### To be done
Return each line below that contains the word "chicken".

Entries for labeling object positions
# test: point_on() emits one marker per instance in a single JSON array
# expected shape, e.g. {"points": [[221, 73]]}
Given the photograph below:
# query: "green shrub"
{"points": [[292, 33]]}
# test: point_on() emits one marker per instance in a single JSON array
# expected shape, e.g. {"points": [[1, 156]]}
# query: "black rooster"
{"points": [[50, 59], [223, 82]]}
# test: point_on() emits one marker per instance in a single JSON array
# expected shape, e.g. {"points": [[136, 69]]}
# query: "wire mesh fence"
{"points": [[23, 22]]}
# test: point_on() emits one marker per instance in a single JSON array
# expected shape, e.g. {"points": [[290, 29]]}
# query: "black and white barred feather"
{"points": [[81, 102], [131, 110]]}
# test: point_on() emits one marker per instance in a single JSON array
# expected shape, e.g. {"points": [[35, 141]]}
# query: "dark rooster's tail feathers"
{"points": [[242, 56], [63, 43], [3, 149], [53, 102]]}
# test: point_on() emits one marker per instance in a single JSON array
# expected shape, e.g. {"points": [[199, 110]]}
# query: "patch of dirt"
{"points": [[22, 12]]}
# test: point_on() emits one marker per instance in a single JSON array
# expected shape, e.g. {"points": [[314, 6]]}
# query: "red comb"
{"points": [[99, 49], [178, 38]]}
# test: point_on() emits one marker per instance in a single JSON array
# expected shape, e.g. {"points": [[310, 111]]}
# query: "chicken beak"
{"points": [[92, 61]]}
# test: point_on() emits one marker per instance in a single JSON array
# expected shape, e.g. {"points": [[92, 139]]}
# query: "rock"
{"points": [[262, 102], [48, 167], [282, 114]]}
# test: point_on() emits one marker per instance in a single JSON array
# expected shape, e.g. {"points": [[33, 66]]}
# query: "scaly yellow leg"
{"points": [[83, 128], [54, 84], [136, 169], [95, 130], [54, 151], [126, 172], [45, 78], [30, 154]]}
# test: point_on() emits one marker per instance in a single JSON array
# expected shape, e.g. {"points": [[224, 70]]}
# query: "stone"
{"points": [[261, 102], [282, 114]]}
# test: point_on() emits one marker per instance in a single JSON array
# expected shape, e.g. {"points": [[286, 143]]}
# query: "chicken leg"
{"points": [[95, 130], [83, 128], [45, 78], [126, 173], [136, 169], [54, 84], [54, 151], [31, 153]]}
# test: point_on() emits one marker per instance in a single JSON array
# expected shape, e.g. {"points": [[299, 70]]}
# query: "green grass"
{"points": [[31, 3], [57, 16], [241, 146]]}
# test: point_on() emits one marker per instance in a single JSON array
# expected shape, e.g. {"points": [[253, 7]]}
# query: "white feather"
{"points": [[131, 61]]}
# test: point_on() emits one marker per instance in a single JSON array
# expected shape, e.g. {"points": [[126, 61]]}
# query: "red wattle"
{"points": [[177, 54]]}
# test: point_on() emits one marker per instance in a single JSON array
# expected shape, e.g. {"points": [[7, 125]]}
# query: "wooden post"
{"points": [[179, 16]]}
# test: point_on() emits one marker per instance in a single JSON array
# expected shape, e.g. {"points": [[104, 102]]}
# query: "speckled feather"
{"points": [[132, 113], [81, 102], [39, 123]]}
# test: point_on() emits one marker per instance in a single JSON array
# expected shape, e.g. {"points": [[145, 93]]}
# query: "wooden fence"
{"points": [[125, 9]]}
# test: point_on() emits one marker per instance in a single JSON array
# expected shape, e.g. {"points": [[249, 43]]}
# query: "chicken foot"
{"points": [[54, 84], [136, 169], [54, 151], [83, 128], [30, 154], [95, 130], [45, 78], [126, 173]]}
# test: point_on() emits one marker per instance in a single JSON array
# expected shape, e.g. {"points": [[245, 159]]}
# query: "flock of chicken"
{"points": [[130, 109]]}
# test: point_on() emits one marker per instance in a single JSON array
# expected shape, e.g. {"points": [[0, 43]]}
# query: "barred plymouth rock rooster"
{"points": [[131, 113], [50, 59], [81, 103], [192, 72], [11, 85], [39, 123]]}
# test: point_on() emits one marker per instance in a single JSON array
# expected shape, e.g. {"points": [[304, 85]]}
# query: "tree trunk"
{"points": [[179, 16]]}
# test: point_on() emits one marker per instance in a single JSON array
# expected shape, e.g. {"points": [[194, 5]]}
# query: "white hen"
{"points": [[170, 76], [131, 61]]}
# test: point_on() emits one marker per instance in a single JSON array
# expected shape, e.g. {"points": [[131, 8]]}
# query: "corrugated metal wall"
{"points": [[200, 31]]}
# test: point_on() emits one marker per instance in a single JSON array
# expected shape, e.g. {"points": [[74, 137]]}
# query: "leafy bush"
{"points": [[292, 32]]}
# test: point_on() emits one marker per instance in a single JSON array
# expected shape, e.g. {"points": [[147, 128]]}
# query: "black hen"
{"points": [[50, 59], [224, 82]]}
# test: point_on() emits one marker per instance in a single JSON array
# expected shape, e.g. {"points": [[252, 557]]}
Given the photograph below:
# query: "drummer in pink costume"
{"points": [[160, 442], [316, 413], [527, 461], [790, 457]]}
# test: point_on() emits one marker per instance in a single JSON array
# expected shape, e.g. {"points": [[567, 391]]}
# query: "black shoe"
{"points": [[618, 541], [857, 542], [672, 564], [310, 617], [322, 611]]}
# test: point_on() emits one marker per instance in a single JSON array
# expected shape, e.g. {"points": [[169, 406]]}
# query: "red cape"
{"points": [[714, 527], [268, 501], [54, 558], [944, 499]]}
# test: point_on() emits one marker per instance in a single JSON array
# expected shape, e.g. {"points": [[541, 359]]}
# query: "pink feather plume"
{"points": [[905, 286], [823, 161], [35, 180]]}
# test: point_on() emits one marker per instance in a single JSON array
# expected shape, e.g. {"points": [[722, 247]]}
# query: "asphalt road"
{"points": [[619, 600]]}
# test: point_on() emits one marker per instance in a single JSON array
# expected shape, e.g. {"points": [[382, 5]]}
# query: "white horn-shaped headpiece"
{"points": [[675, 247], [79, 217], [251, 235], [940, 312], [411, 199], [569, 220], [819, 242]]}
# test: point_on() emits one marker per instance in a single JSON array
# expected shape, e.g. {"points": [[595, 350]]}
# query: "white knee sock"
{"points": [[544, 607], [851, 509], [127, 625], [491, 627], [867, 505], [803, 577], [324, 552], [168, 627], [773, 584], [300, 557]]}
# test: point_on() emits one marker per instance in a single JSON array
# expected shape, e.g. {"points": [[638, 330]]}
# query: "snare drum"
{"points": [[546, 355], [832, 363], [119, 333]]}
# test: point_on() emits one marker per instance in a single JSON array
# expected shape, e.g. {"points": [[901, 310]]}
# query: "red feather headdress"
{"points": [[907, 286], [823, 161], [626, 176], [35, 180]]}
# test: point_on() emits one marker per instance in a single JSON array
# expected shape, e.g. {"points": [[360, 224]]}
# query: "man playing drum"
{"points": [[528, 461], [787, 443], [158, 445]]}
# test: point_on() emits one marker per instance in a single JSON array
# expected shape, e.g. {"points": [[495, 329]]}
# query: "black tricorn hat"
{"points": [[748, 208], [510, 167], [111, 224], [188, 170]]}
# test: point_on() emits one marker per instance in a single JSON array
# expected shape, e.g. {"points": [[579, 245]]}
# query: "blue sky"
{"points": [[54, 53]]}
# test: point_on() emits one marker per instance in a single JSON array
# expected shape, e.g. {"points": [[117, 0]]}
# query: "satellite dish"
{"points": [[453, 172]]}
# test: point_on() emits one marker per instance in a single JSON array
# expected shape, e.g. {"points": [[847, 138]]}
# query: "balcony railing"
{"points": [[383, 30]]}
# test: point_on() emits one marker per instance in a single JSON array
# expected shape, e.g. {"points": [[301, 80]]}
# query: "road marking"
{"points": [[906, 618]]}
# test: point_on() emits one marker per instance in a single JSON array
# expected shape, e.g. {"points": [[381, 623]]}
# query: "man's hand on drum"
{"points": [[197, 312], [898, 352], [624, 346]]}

### Answer to the problem
# query: "chicken beak"
# query: "chicken leg"
# query: "chicken foot"
# query: "flock of chicken"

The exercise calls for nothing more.